- TASK STATEMENT: Copy out, without any change, every line from the first line of the entries down to and including the line that contains "[[[0,97],[101,97],[109,36],[130,99],[308,90],[306,0],[0,0]]]".

- RECORDS SHOWN:
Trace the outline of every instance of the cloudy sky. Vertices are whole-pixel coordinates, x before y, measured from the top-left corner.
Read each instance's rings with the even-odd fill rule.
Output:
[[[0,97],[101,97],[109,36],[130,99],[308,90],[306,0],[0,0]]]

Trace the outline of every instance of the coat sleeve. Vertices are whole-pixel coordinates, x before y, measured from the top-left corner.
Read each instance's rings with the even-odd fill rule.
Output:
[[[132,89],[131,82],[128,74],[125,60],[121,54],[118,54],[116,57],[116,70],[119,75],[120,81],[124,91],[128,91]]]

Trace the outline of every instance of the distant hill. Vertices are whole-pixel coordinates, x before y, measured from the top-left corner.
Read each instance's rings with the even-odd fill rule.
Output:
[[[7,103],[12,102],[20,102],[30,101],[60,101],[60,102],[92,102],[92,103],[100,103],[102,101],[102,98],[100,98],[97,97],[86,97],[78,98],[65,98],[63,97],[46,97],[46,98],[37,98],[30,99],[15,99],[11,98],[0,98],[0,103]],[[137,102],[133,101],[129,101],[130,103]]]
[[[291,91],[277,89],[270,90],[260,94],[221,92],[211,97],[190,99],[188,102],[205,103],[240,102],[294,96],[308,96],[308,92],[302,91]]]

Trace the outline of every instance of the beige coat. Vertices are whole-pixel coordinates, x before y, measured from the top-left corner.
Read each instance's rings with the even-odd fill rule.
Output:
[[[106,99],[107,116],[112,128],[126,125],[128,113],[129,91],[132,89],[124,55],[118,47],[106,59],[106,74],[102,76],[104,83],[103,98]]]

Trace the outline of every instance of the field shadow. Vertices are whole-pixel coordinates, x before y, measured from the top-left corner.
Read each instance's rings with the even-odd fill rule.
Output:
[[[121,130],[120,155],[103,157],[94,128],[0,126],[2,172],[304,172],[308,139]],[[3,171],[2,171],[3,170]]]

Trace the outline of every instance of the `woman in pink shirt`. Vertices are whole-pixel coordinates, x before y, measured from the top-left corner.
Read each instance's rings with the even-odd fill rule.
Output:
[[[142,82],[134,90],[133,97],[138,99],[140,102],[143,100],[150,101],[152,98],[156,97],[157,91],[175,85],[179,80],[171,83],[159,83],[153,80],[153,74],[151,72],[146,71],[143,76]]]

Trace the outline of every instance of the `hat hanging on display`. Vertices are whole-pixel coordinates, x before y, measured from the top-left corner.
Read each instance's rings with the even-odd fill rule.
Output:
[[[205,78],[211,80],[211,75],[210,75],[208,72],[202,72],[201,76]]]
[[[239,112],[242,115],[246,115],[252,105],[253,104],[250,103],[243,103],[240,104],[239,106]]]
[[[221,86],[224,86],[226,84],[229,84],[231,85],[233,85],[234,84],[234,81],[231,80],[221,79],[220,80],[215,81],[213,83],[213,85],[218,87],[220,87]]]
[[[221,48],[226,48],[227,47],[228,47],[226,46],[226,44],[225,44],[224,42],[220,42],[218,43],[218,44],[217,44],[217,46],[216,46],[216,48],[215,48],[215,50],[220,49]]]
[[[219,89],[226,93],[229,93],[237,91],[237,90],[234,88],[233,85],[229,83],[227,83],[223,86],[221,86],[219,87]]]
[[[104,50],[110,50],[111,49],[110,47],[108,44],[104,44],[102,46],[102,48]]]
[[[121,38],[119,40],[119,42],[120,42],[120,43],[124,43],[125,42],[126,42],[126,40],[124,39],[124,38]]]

- RESULT OF THE EXERCISE:
Trace the outline of every instance of the cloudy sky. Vertices are whole-pixel coordinates, x before y, measured from the top-left corner.
Read each instance's rings with the even-odd fill rule.
Output:
[[[0,97],[101,97],[109,36],[130,99],[308,90],[306,0],[0,0]]]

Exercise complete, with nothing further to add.